[start Input rows]

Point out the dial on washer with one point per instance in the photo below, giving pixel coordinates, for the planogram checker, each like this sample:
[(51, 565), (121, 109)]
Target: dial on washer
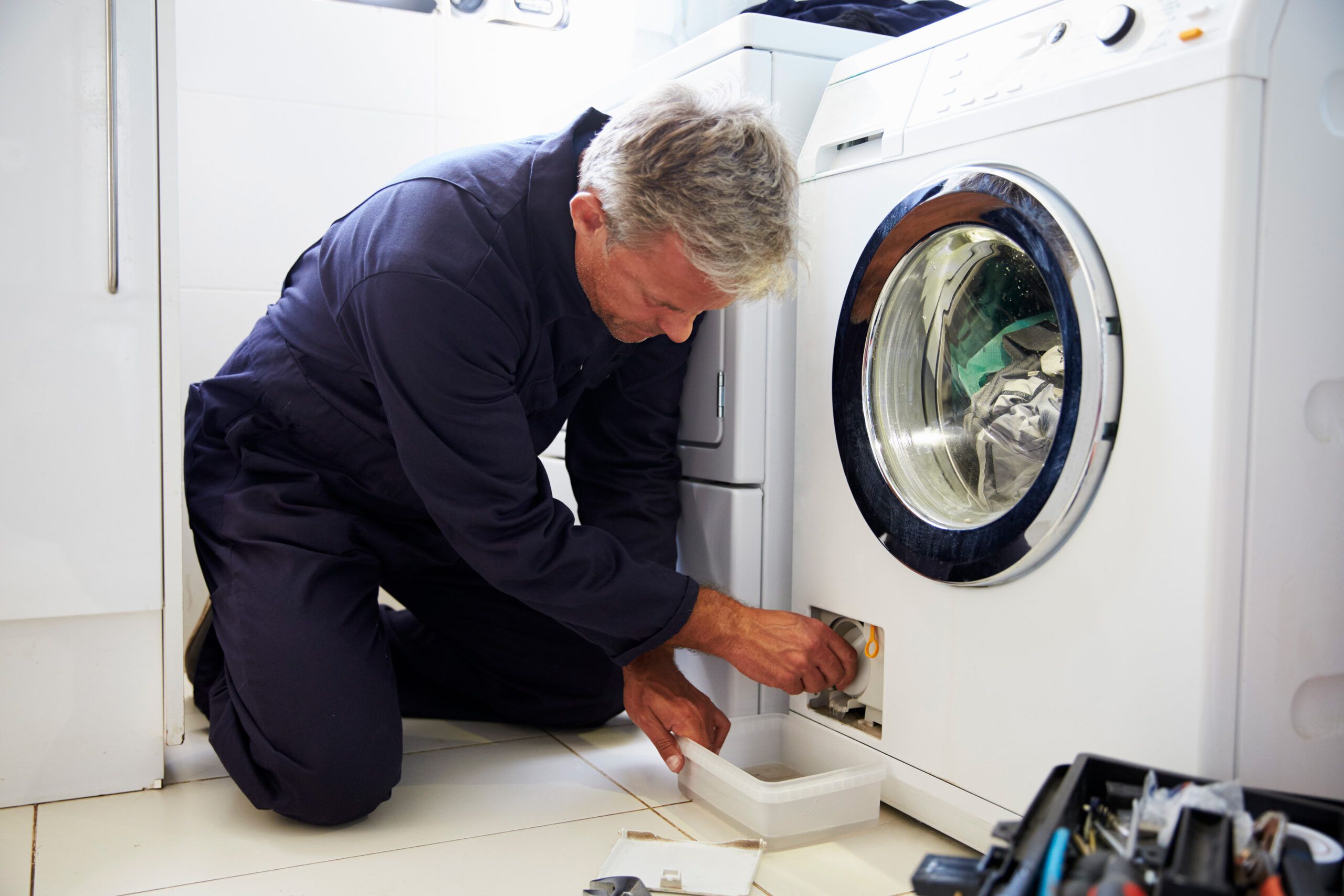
[(1115, 25)]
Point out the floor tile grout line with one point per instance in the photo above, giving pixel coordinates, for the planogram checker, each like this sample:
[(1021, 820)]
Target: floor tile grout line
[(33, 853), (640, 800), (484, 743), (676, 827), (382, 852)]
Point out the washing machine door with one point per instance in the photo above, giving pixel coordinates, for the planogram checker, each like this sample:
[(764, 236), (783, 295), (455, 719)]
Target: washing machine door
[(978, 375)]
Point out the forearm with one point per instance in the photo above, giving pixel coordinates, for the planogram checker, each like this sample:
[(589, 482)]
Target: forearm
[(714, 624), (776, 648)]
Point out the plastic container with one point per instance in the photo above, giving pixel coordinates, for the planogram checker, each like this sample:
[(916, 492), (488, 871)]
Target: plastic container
[(786, 779)]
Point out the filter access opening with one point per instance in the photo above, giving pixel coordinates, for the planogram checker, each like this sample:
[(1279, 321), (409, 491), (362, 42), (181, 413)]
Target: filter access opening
[(859, 705)]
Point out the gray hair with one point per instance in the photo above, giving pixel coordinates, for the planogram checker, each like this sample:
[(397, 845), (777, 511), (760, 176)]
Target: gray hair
[(709, 167)]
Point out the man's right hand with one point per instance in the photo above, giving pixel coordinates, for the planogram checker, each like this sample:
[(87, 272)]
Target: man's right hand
[(776, 648)]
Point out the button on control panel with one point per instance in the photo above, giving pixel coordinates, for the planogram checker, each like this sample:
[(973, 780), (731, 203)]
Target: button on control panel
[(1058, 45)]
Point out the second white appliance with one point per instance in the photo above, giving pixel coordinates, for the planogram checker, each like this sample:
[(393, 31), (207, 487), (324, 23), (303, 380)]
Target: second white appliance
[(737, 409)]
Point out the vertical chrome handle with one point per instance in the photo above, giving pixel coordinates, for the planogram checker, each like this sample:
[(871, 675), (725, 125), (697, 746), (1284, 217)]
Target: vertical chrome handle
[(113, 248)]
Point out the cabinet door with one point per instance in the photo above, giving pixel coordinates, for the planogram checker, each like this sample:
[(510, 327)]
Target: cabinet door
[(80, 487)]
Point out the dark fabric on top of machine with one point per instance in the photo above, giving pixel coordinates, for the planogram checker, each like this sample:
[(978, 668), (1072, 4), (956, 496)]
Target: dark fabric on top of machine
[(891, 18)]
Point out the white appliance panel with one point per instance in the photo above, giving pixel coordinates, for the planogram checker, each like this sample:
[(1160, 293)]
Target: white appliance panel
[(719, 541), (1290, 723), (723, 429), (990, 688)]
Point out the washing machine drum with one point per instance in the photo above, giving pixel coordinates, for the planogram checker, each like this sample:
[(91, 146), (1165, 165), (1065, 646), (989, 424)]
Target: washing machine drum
[(978, 374)]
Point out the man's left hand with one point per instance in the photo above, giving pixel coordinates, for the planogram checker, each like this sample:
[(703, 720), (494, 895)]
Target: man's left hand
[(663, 704)]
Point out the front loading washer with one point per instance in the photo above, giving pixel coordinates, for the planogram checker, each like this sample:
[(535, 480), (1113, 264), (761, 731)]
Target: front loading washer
[(1070, 412)]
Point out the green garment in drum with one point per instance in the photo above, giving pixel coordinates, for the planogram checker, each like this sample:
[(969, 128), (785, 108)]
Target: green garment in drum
[(992, 356)]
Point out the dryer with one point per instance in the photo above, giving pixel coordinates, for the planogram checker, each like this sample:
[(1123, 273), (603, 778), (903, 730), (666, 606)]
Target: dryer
[(1070, 410), (737, 407)]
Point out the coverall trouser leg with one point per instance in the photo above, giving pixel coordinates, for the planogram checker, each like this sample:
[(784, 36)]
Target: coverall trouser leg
[(304, 676)]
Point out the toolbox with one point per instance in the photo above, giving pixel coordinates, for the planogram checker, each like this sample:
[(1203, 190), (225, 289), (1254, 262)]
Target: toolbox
[(1049, 852)]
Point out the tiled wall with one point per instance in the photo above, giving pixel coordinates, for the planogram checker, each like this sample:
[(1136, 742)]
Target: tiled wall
[(291, 112)]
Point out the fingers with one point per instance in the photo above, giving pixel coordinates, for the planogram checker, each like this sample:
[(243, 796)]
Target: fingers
[(848, 660), (662, 741), (814, 681), (697, 726), (721, 730), (830, 667)]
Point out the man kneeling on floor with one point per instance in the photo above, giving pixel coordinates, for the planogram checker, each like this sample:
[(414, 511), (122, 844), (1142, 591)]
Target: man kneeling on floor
[(381, 426)]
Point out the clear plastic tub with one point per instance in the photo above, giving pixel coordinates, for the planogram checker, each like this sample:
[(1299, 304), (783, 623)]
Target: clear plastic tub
[(786, 779)]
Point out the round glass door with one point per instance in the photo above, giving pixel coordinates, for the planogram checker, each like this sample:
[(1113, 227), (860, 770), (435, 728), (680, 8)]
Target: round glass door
[(976, 376)]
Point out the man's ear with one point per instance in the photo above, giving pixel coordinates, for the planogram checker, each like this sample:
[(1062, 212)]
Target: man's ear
[(588, 215)]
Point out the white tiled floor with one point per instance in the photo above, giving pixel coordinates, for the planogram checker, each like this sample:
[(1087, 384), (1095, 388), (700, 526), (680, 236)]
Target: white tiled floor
[(15, 849), (480, 809)]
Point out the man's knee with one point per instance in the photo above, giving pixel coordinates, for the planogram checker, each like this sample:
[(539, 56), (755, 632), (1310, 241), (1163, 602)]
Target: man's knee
[(340, 786), (593, 710)]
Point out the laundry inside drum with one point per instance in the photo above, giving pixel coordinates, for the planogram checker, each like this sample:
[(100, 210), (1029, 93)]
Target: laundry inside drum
[(964, 376)]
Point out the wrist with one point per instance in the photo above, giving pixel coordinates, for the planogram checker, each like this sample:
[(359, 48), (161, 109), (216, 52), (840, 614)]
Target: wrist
[(713, 624), (658, 660)]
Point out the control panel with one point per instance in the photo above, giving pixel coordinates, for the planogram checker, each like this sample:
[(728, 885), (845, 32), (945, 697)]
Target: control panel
[(1061, 44)]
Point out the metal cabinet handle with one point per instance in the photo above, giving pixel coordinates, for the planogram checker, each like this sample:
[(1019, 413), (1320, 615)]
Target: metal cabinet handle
[(113, 241)]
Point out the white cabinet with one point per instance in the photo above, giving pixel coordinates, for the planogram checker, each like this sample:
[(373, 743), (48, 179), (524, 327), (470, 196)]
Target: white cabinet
[(81, 472)]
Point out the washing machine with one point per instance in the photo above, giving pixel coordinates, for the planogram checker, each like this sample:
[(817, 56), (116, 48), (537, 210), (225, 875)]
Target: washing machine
[(737, 409), (1070, 398)]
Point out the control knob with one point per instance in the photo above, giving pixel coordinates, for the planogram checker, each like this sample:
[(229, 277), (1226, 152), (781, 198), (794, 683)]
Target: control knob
[(1115, 25)]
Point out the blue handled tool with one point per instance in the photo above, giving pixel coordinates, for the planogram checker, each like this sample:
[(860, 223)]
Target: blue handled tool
[(1054, 868)]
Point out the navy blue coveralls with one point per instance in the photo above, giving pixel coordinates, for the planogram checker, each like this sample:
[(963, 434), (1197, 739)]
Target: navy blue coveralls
[(381, 426)]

[end Input rows]

Could you give all of the material above again with "planogram checker" changed to "shelf audit tool" everywhere it appears, everything else unchanged and the pictures left out?

| Result for this task |
Point out the dial on washer with one point per instance in the photo below, giving pixel coordinates, for the shelf audit tool, each like this sample:
[(51, 565), (121, 109)]
Target: dial on washer
[(1115, 25)]
Point out the floor tile grout line with one point per instance in the photo above, giving pixel coordinates, for the shelf audit tool, each like this sample:
[(1021, 820)]
Target: floor tile grout line
[(33, 853), (640, 800), (484, 743), (676, 827), (382, 852)]
Point out the washing machine door with one point per instance in the photo above, giving pixel coordinates, for the shelf audit tool, each like this sample:
[(764, 236), (783, 295), (455, 719)]
Target: washing machine door
[(978, 375)]
Point out the forearm with one point per instance in the photo above, giving pixel coordinates, for the shelf audit tool, each like this sample:
[(589, 482)]
Target: forearm
[(714, 624), (776, 648)]
Point out the plastic container with one point per instance in the photo above, giving pixel coordinates, for the shelf audit tool, each like this sample:
[(916, 492), (488, 871)]
Target: plastic container
[(786, 779)]
Point out the filter access opening with one point per instance in the photo above, giving pixel coordinates, for the shelf audit tool, each like this sample:
[(1279, 321), (409, 491), (362, 42), (181, 413)]
Target: filter access opening
[(859, 705)]
Point out the gray hair with one point per instance in the photo above, giving pixel coordinates, for the shelf audit tool, each like this sample:
[(397, 845), (777, 511), (760, 176)]
Target: gray hair
[(709, 167)]
Point out the man's right hand with one point per instance in the photo above, giving pixel coordinates, for the shelf audit tool, each like this sample:
[(87, 272)]
Target: man's right hand
[(776, 648)]
Point out the button on control panel with one point per instance in the photo above, giving pixel coordinates, for the shelf audit tool, each like this sample:
[(973, 780), (731, 203)]
Target: button on control panel
[(1058, 45)]
Point out the second white appliance with one point per instance in the photo above, giving pixel coordinates, for the shelf audit tool, each like this sample:
[(393, 31), (207, 487), (324, 23), (303, 380)]
Target: second white appliance
[(737, 409)]
Point out the vertical chrome handle with one point per instance in the photo above, giving pixel coordinates, for the shelf audit tool, each like this sample:
[(871, 675), (725, 125), (697, 746), (1284, 217)]
Target: vertical chrome handle
[(113, 248)]
Point out the cabinet door with one point per instance in the photo above, giving pixel coordinates, for the shelf audit tool, each like this sample:
[(510, 327)]
Target: cabinet door
[(80, 487)]
Point out the dark fabric on top of machine with one point per instance in the photo above, giving pixel coordinates, for the shelf audit tool, each like this sample:
[(978, 668), (1072, 4), (956, 496)]
Target: dark fabric on top of machine
[(891, 18)]
Point out the white appliance panel with one point per instance in the photo above, giving pixel coordinates, for the shelf audit tool, each like this sample:
[(1160, 293)]
Target: white appliance panel
[(719, 541), (1290, 723), (723, 429), (990, 688)]
Point out the washing machine drum with one point per instance in the photo above, giving pixel coordinates, for the shelf audit tool, each like this sample:
[(91, 146), (1165, 165), (1065, 646), (989, 424)]
Target: washing machine drum
[(978, 374)]
Point out the man's left hand with one point per instance in the photo above, giving pixel coordinates, for the shelf audit tool, each like this sample:
[(703, 720), (494, 895)]
Target: man's left hand
[(663, 704)]
Point out the front loading washer with one point per instance in the photo above, giving pixel coordinates, for the shelf audit tool, each like this sample:
[(535, 480), (1113, 264), (761, 731)]
Target: front loading washer
[(1070, 412)]
Point out the green garment in drum with one point per instance in the photo above, giving pixel coordinates, for the shelf audit tool, each like this sample:
[(969, 128), (785, 108)]
Target: green garment in drum
[(992, 356)]
Point out the dryer with one point per instance in the photo above, giving pixel coordinates, for the shelf audit tool, each like this sample:
[(1123, 273), (603, 778), (903, 730), (666, 606)]
Target: dryer
[(1070, 410), (737, 407)]
Point out the coverall trouser leg with one point per instance in the photo above, giving pixel coordinates, for the shelf audit tool, each like this sample:
[(784, 36)]
Target: coverall trouser leg
[(304, 676)]
Point out the toolbox with one point per instance in the photo above, giving pixel coordinates, for the shelf audit tool, each like this sample:
[(1203, 190), (225, 289), (1254, 262)]
Target: toolbox
[(1049, 852)]
Point out the tiled wall with one point per instance in the photo above, giving pixel coordinates, for the shelf audit tool, each like this sample:
[(1136, 742)]
Target: tiled wall
[(291, 112)]
Point out the fingers with one point per instance in the photo above, giving pixel coordinates, for the shelf audit tool, each like this sample:
[(243, 796)]
Target: fingers
[(848, 660), (662, 741), (814, 681), (697, 726), (721, 730), (830, 667)]
Point out the man kneeling on floor with one point per instance in the photo above, giving pixel coordinates, for the shelf audit tool, each like this sample:
[(414, 511), (122, 844), (1142, 591)]
Target: man kneeling on floor
[(381, 426)]
Point out the clear plastic tub with one point per instance in the photo above, giving pixel coordinates, for the shelf audit tool, each like this sample:
[(1299, 304), (783, 623)]
Target: clear plastic tub
[(786, 779)]
Point out the round glass door with one point per instance in the photo above, giving pixel coordinates, for the shelf audit tool, each like this sample:
[(1113, 227), (860, 770), (435, 728), (680, 8)]
Target: round glass door
[(976, 376)]
Point out the man's ear with one point per instance in the photo above, giving pixel coordinates, for the shelf audit tool, each like this sample:
[(1062, 212)]
Target: man's ear
[(588, 215)]
Point out the white tiled floor with one point per instance in the photo above, giving pixel coordinates, for the shelf audit tool, each like this sample:
[(1087, 384), (1095, 388), (700, 526), (680, 236)]
Target: white tiled floor
[(15, 849), (480, 809)]
Point out the man's knee with one point per instance in the photo above, giving pixel coordinates, for the shelf audit tool, each like this sample:
[(539, 56), (755, 632), (1310, 241), (1163, 602)]
Target: man's knee
[(340, 786), (593, 710)]
Point out the laundry inside drum with one point per instance in the photo above, giving pixel coordinates, for the shelf audit tool, each like this sample:
[(100, 210), (1029, 93)]
Target: laundry inside drum
[(964, 376)]
Point out the wrist with one point per instance in the photo above, giving pixel coordinates, for the shelf audit tool, each like this sample:
[(359, 48), (161, 109), (216, 52), (840, 614)]
Target: wrist
[(713, 624), (658, 660)]
Point out the control panel with one point per instance in the photo above, giving pixel coordinates, for the shelf audit tool, each like this sample:
[(728, 885), (845, 32), (945, 697)]
Target: control panel
[(1061, 44)]
Point out the metal cabinet handle with one point per instance in the photo above, giving pixel coordinates, for the shelf audit tool, each like this sample:
[(1019, 413), (1320, 615)]
Target: metal cabinet handle
[(113, 241)]
Point out the white cabinet with one point per instance in the photo above, giving pixel coordinates, for the shelf audit tool, each like this sample:
[(373, 743), (48, 179), (524, 327), (470, 196)]
Target: white cabinet
[(81, 472)]
Point out the washing machine with one point per instance in the photo above, giving pixel coordinates, for the shelf audit tool, each like this sample:
[(817, 56), (116, 48), (537, 210), (225, 875)]
Target: washing machine
[(737, 409), (1070, 398)]
Point out the control knob with one point per instance in the photo above, giving pixel coordinates, for the shelf audit tool, each like this sample:
[(229, 277), (1226, 152), (781, 198), (794, 683)]
Target: control knob
[(1115, 25)]
Point out the blue handled tool with one point per instance in the photo above, giving pixel coordinates, for the shelf audit tool, each like this sample:
[(860, 223)]
Target: blue handled tool
[(1054, 868)]
Point out the navy blue coveralls with one point per instance in the photo above, giving pixel coordinates, for the shelf audit tool, each like this sample:
[(963, 434), (1197, 739)]
Target: navy blue coveralls
[(381, 426)]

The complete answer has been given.